- [Permintaan yang Diberikan A]
Jawab pertanyaan berikut berdasarkan dokumen sumber tentang tujuan belajar:
(i) Apa hukum belajar ilmu dunia?
(ii) Apa yang disebut sebagai cermin diri orang tua?
(iii) Ilmu akhirat apa saja yang dikuasai para salafus salih?

- [Dokumen Sumber]
·····
Belajar seorang muslim juga tidak melulu ilmu-ilmu dunia saja. Begitu sebaliknya, seorang muslim juga tidak hanya belajar tentang ilmu akhirat an sich. Keduanya harus seimbang agar kehidupan akhirat bisa diraih tanpa meninggalkan kehidupan dunia. Seorang muslim yang pintar ilmu fisika dan matematika, juga wajib bagi dirinya untuk belajar ilmu Islam. Bahkan, belajar dien ini hukumnya adalah fardhu ain bagi tiap-tiap muslim. Belajar ilmu dunia juga penting tapi hukumnya sebatas fardhu kifayah yang apabila ada muslim lain yang sudah mempelajarinya, maka gugurlah kewajiban itu. Jadi, disini kita bisa menempatkan skala prioritas belajar kita pada tempat yang seharusnya. Jangan malah kebalik-balik ya.

 

Untuk orang tua

Anak adalah cermin diri orang tua. Kita tak ingin cermin dibelah karena buruk rupa orang yang bercermin. Maksudnya adalah menjadi apa dan siapa anak-anak kita kelak, itu tergantung apa yang ditanamkan dan diajarkan orang tua pada anak-anaknya. Biarlah mungkin kita dulu didogma tujuan belajar adalah agar mudah mencari kerja dan dapat gaji yang banyak. Tapi janganlah itu kita teruskan pada anak-anak yang akan menjadi penerus generasi ini. Kita putus lingkaran ini dan kita buat lingkaran baru dengan memahamkan pada anak bahwa tujuan belajar adalah semata-mata demi meraih ridho Allah. Betapa Allah akan meninggikan derajat orang-orang yang berilmu pengetahuan.

Kita tanamkan pada anak-anak kita agar mereka menjadi generasi sebagaimana para salafus salih terdahulu. Mereka cerdas dalam ilmu dunia semisal matematika, fisika, kimia, bahasa asing dan lain sebagainya. Tapi pada saat yang sama mereka juga ahli dalam ilmu fiqh, tafsir, hadits dan hafidz al-Quran. Dunia dan akhirat seimbang. Jangan sampai anak-anak kita pintar fisika dan matematika tapi sholatnya malas. Boro-boro hafidz al-Quran, baca al-Quran-nya saja tak bisa. Naudzhubillah. Jangan pula anak-anak kita menjadi anak-anak yang seolah-olah rajin sholat tapi ternyata akhlaknya bejat.
·····
- [Permintaan yang Diberikan B]
Tukar "pin" dengan "marker" pada semua baris entri, mulai dari baris yang memuat "Spot the trailer deck" hingga akhir entri, dan biarkan bagian lainnya tetap sama. Tuliskan ulang hanya baris-baris tersebut.
·····
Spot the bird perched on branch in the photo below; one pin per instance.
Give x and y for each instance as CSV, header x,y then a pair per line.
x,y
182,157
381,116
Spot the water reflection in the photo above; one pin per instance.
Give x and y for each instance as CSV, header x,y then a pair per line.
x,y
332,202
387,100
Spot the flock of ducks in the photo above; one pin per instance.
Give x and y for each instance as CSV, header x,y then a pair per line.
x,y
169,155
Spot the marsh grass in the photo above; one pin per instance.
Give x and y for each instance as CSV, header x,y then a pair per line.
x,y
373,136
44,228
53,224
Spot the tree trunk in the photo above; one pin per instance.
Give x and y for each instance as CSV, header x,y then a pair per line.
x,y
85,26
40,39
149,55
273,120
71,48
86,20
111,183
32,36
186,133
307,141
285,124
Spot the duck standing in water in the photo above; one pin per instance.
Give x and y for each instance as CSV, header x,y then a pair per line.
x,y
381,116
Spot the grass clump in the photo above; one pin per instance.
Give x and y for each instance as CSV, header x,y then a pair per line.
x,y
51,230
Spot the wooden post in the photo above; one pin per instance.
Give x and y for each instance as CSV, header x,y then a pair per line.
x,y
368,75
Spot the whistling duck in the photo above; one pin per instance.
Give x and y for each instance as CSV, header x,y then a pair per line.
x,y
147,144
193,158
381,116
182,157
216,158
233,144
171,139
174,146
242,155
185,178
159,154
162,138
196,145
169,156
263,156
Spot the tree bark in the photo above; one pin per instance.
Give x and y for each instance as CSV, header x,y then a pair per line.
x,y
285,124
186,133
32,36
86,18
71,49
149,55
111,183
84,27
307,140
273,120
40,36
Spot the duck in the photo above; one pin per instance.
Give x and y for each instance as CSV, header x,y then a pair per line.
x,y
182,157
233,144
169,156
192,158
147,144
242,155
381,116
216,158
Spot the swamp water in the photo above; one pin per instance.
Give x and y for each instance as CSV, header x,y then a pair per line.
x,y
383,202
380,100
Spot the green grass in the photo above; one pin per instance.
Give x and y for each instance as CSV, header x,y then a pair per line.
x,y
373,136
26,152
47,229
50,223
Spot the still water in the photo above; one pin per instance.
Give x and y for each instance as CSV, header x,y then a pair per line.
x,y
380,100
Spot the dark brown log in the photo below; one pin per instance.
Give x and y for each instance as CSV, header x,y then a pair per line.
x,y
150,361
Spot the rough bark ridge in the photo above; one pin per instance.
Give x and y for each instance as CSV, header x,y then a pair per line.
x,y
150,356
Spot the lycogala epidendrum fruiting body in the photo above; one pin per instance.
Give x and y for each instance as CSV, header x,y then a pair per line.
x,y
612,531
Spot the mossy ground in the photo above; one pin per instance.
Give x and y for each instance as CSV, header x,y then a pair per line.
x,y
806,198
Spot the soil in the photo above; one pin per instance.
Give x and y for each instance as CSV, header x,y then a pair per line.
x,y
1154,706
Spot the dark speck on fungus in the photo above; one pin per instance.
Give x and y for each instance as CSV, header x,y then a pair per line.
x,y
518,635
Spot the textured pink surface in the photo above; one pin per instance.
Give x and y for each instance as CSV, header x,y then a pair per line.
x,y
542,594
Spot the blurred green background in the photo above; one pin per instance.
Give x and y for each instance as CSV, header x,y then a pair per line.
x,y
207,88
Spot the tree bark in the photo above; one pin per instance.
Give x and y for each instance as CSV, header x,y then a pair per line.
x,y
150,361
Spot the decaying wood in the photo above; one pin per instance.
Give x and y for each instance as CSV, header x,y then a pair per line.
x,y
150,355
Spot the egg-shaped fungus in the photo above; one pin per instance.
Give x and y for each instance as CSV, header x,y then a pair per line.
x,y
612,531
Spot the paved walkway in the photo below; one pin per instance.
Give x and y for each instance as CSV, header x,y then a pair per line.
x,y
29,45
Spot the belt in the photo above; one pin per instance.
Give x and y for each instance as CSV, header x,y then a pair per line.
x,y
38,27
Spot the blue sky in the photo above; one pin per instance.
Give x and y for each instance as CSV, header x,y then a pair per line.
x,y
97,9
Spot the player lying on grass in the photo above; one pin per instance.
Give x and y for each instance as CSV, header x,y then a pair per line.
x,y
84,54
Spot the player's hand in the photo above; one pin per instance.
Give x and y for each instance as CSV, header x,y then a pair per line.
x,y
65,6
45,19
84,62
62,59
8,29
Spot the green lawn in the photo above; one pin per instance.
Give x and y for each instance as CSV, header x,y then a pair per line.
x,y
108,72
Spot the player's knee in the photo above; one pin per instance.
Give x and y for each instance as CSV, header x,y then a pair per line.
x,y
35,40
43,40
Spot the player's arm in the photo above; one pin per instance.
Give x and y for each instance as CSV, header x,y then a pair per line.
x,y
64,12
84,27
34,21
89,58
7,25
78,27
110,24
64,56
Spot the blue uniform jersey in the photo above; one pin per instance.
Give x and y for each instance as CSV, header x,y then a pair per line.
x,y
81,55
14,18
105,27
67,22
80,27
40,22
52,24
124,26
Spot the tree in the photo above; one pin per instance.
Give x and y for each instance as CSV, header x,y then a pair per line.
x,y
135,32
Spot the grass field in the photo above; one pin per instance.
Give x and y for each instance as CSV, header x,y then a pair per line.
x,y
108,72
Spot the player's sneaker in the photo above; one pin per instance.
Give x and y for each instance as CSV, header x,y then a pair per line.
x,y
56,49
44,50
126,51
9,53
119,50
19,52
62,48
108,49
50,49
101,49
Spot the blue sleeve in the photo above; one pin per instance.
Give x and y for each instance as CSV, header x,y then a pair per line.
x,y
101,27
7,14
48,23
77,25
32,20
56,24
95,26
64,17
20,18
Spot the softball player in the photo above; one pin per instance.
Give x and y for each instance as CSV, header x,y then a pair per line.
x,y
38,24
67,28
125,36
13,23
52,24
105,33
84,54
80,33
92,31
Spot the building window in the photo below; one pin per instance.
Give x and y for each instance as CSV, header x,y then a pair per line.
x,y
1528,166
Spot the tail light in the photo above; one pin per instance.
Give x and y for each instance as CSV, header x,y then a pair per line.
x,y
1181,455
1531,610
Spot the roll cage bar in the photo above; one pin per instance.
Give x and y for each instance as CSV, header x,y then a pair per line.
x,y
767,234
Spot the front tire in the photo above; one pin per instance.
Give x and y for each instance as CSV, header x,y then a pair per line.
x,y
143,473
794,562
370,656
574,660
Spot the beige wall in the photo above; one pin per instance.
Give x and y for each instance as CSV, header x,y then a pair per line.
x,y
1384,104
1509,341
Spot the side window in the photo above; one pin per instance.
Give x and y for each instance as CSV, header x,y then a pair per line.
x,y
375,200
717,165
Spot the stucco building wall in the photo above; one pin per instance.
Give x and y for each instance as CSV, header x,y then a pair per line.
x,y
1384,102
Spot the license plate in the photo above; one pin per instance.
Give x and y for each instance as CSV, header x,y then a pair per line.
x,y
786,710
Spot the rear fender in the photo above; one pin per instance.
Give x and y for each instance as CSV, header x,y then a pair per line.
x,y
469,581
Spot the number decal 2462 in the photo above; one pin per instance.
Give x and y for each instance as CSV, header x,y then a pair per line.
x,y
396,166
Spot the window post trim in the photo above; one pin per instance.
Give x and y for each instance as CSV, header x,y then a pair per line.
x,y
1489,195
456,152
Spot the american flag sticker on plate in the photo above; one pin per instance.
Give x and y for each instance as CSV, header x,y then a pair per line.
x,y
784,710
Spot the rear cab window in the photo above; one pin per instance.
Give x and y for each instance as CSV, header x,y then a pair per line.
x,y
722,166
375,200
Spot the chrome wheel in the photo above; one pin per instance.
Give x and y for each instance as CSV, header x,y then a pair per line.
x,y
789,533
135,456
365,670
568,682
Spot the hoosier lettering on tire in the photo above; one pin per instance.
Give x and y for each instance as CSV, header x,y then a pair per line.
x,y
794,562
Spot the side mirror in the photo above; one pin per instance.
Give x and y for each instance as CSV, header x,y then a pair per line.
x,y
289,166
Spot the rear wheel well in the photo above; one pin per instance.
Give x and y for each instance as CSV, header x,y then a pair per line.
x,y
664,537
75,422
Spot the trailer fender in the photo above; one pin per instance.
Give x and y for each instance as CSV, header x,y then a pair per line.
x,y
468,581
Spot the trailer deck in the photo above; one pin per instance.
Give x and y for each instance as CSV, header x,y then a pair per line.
·····
- [Hasil Latihan A]
(i) Fardhu kifayah, yaitu kewajiban itu gugur apabila sudah ada muslim lain yang mempelajarinya.
(ii) Anak.
(iii) Ilmu fiqh, tafsir, hadits, dan hafidz al-Quran.

- [Hasil Latihan B]
Spot the trailer deck in the photo above; one marker per instance.
Give x and y for each instance as CSV, header x,y then a pair per line.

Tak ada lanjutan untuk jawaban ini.